__SHORT TASK__:
Restate the entries below word for word, omitting nothing.

__THE RECORDS__:
● ● ● ● ●

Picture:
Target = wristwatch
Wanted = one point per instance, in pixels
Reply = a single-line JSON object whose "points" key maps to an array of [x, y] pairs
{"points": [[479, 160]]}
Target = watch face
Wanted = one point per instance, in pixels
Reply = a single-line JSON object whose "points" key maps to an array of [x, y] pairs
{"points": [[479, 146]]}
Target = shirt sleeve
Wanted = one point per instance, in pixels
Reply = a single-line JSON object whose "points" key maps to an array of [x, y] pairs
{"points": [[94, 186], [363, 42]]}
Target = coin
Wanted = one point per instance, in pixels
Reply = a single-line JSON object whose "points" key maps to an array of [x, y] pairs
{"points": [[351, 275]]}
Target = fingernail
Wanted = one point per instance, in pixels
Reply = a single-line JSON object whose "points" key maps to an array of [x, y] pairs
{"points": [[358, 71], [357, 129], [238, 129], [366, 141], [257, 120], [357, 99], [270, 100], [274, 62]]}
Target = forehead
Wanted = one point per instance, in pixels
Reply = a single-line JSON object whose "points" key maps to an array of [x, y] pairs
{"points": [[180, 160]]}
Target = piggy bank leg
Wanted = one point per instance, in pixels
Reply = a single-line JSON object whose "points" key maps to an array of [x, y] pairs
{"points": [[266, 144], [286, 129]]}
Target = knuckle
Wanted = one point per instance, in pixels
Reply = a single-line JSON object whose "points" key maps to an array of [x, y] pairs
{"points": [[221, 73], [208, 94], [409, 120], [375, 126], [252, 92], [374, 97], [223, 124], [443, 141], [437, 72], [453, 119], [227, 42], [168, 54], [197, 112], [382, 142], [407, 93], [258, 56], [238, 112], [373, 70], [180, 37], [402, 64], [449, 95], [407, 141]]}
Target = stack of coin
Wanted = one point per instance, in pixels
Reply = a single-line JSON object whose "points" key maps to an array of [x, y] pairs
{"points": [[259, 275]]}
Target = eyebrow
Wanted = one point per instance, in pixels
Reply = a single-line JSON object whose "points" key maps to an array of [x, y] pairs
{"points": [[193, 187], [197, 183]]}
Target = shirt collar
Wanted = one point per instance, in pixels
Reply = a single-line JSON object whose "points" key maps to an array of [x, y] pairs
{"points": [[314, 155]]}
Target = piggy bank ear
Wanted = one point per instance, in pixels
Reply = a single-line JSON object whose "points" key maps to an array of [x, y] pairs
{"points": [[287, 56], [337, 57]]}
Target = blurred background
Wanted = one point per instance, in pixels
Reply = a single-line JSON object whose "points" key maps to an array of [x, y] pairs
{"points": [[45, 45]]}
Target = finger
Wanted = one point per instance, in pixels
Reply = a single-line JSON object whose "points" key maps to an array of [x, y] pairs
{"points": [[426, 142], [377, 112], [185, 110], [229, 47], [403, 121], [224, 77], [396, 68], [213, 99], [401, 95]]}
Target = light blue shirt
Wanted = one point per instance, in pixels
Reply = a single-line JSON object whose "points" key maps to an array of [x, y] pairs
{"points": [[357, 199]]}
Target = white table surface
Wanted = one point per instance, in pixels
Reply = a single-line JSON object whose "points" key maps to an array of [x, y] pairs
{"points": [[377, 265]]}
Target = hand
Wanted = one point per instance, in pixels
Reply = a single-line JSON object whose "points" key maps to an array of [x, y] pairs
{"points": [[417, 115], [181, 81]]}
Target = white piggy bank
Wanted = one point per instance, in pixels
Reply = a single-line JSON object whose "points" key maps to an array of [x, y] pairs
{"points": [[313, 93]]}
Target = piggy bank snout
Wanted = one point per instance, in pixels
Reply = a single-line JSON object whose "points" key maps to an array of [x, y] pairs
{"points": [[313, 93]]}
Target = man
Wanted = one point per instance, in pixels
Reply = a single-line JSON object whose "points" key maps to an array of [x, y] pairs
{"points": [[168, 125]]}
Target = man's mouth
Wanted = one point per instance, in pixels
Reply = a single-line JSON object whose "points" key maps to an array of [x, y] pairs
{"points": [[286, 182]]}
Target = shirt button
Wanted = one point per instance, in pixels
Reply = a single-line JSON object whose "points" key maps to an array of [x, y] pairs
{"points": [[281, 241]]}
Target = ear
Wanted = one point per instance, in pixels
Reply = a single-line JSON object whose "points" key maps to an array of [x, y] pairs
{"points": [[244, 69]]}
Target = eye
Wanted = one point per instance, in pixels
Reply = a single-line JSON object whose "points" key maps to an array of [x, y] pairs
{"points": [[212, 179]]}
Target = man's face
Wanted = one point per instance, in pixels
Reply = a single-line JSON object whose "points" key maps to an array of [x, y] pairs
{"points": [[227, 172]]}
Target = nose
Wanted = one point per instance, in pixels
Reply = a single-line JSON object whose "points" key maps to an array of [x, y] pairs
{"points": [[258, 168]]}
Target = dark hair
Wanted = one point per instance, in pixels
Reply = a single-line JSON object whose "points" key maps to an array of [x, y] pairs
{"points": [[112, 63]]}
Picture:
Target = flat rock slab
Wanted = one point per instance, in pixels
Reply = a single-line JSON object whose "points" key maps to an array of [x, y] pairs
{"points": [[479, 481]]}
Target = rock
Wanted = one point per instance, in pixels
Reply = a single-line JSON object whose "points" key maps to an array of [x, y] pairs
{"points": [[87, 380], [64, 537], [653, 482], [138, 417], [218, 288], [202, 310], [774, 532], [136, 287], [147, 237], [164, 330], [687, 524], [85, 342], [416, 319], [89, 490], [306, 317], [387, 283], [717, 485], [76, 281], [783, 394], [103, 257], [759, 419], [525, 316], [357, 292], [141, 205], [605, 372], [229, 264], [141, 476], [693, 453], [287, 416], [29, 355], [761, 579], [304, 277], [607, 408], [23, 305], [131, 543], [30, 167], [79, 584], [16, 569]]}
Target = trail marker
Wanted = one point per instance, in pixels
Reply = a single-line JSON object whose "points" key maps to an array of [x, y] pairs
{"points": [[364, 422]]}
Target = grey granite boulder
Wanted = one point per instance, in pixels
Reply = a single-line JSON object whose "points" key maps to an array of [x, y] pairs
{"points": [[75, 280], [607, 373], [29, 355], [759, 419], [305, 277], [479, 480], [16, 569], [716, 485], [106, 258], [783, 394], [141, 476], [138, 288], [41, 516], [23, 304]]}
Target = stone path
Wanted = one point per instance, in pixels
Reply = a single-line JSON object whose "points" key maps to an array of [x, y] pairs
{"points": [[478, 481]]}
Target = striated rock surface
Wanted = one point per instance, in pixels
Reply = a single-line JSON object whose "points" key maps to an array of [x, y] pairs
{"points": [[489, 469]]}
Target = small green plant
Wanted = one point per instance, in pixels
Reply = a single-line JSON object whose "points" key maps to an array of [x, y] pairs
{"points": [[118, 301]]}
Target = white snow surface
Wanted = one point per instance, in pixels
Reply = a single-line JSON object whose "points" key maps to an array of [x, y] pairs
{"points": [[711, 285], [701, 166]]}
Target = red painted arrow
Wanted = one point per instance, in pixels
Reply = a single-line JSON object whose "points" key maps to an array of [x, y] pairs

● ● ● ● ●

__WORKED SOLUTION__:
Picture:
Target = wristwatch
Wanted = one point per instance, in pixels
Reply = a single-line JSON object whose "points" key maps to an array of [x, y] pairs
{"points": [[479, 160]]}
Target = watch face
Wanted = one point per instance, in pixels
Reply = a single-line JSON object whose "points" key maps to an array of [x, y] pairs
{"points": [[479, 146]]}
Target = shirt sleeve
Wanted = one point per instance, in pixels
Reply = a single-line JSON object whose "points" key maps to an array of [x, y] pairs
{"points": [[94, 186], [363, 42]]}
Target = coin
Wanted = one point per instance, in pixels
Reply = a single-line JSON object whose "points" key maps to an array of [x, y] pairs
{"points": [[351, 275]]}
Target = fingernail
Wanted = one point per instance, in pixels
Reply = a single-line JSON object whose "points" key maps to an array of [x, y] pairs
{"points": [[358, 71], [357, 129], [238, 129], [366, 141], [257, 120], [357, 99], [270, 100], [274, 62]]}
Target = forehead
Wanted = one point per instance, in pixels
Reply = a single-line JSON object whose "points" key maps to an array of [x, y] pairs
{"points": [[180, 160]]}
Target = piggy bank leg
Wanted = one point per instance, in pixels
Reply = a single-line JSON object whose "points" key maps to an array of [x, y] pairs
{"points": [[266, 144], [286, 129]]}
Target = knuckle
Wanted = one point per instance, in pixels
Reply = a single-line JSON object whose "points" key maps to an array of [x, y] pairs
{"points": [[221, 73], [208, 94], [409, 120], [375, 126], [252, 92], [374, 97], [223, 124], [443, 141], [437, 72], [453, 119], [227, 42], [168, 54], [197, 112], [382, 142], [407, 93], [258, 56], [238, 112], [373, 70], [180, 37], [402, 64], [449, 95], [407, 141]]}
Target = stack of coin
Wanted = one point per instance, in pixels
Reply = a single-line JSON object whose "points" key maps to an array of [x, y] pairs
{"points": [[259, 275]]}
Target = eyebrow
Wanted = one point per instance, in pixels
Reply = a single-line JSON object whose "points" key maps to an array of [x, y] pairs
{"points": [[193, 187], [197, 183]]}
Target = shirt collar
Wanted = one point per instance, in pixels
Reply = a single-line JSON object whose "points" key maps to an array of [x, y] pairs
{"points": [[314, 155]]}
Target = piggy bank ear
Wanted = one point per instance, in pixels
Reply = a single-line JSON object whose "points" key maps to an array of [x, y] pairs
{"points": [[287, 56], [337, 57]]}
Target = blurred background
Wanted = one point per instance, in pixels
Reply = a single-line JSON object whose "points" key maps to an array of [x, y] pairs
{"points": [[45, 45]]}
Target = finger
Wanted = one point per instance, in pixels
Reply = a single-line JSON object whose "points" key maps to an array of [x, y] pairs
{"points": [[426, 142], [377, 112], [185, 110], [229, 47], [403, 121], [224, 77], [396, 68], [213, 99], [401, 95]]}
Target = light blue shirt
Wanted = one point per instance, in pixels
Reply = a single-line JSON object whose "points" key maps to an array of [x, y] pairs
{"points": [[357, 199]]}
Target = white table surface
Wanted = one point per instance, in pixels
Reply = a single-line JSON object whose "points" key maps to an array of [x, y] pairs
{"points": [[377, 265]]}
Target = hand
Wanted = one point per instance, in pixels
Reply = a single-line JSON object whose "points" key maps to an array of [x, y] pairs
{"points": [[417, 115], [181, 81]]}
Target = white piggy bank
Wanted = one point per instance, in pixels
Reply = a single-line JSON object whose "points" key maps to an array of [x, y] pairs
{"points": [[313, 93]]}
Target = piggy bank snout
Wanted = one point per instance, in pixels
Reply = a single-line JSON object whose "points" key maps to an array of [x, y] pairs
{"points": [[313, 93]]}
Target = man
Wanted = one point per instance, in pixels
Reply = a single-line JSON object whose "points" key maps to an array of [x, y] pairs
{"points": [[168, 125]]}
Target = man's mouth
Wanted = one point per instance, in pixels
Reply = a single-line JSON object whose "points" key maps to an array of [x, y] pairs
{"points": [[286, 182]]}
Target = shirt button
Wanted = one point per instance, in pixels
Reply = a single-line JSON object whose "points" key maps to an array of [x, y] pairs
{"points": [[281, 241]]}
Target = ear
Wanted = one point per instance, in pixels
Reply = a single-line JSON object whose "points" key maps to an array of [x, y] pairs
{"points": [[244, 69]]}
Target = eye
Wanted = one point per instance, in pixels
Reply = a single-line JSON object whose "points" key maps to an array of [x, y] pairs
{"points": [[212, 179]]}
Target = man's face
Wanted = one point per instance, in pixels
Reply = a single-line JSON object whose "points" key maps to an array of [x, y] pairs
{"points": [[227, 172]]}
Target = nose
Wanted = one point per instance, in pixels
Reply = a single-line JSON object whose "points" key maps to an array of [x, y] pairs
{"points": [[258, 168]]}
Target = dark hair
Wanted = one point per instance, in pixels
Reply = a single-line JSON object whose "points" key maps to an array of [x, y] pairs
{"points": [[112, 63]]}
Picture:
Target = flat rock slab
Wanted = one point per instance, in pixels
Reply = a single-line JSON object whose "points" key maps to an array of [x, y] pairs
{"points": [[479, 481]]}
Target = rock
Wanted = one point per instance, in pixels
Reply = a single-line JSON object whose "points" key maps to an array of [x, y] pairs
{"points": [[87, 380], [64, 537], [653, 482], [138, 417], [218, 288], [202, 310], [774, 532], [136, 287], [147, 237], [164, 330], [687, 524], [85, 342], [416, 319], [89, 490], [306, 317], [387, 283], [717, 485], [76, 281], [783, 394], [103, 257], [759, 419], [525, 316], [357, 292], [141, 205], [605, 372], [229, 264], [141, 476], [693, 453], [287, 416], [29, 355], [761, 579], [304, 277], [607, 408], [23, 305], [131, 543], [30, 167], [79, 584], [16, 569]]}
Target = trail marker
Wanted = one point per instance, in pixels
Reply = a single-line JSON object whose "points" key maps to an array of [x, y] pairs
{"points": [[364, 422]]}
Target = grey granite boulder
Wanted = one point per instance, in pixels
Reply = a single-line JSON object whose "points" key maps to an array of [x, y] pairs
{"points": [[75, 280], [607, 373], [29, 355], [759, 419], [305, 277], [479, 480], [16, 569], [716, 485], [106, 258], [783, 394], [141, 476], [138, 288], [41, 516], [23, 304]]}
Target = stone path
Wanted = one point per instance, in pixels
Reply = a single-line JSON object whose "points" key maps to an array of [x, y] pairs
{"points": [[478, 481]]}
Target = striated rock surface
Wanted = one point per instance, in pixels
Reply = a single-line JSON object whose "points" key maps to an array of [x, y] pairs
{"points": [[489, 469]]}
Target = small green plant
Wanted = one point per instance, in pixels
Reply = a single-line JSON object whose "points" key maps to an array of [x, y] pairs
{"points": [[118, 301]]}
Target = white snow surface
Wanted = one point per instance, in pixels
Reply = a single-line JSON object whose "points" key maps to an array of [x, y] pairs
{"points": [[711, 285], [701, 166]]}
Target = red painted arrow
Wanted = one point per instance, in pixels
Reply = a single-line JSON object whose "points" key maps to an array of [x, y] pairs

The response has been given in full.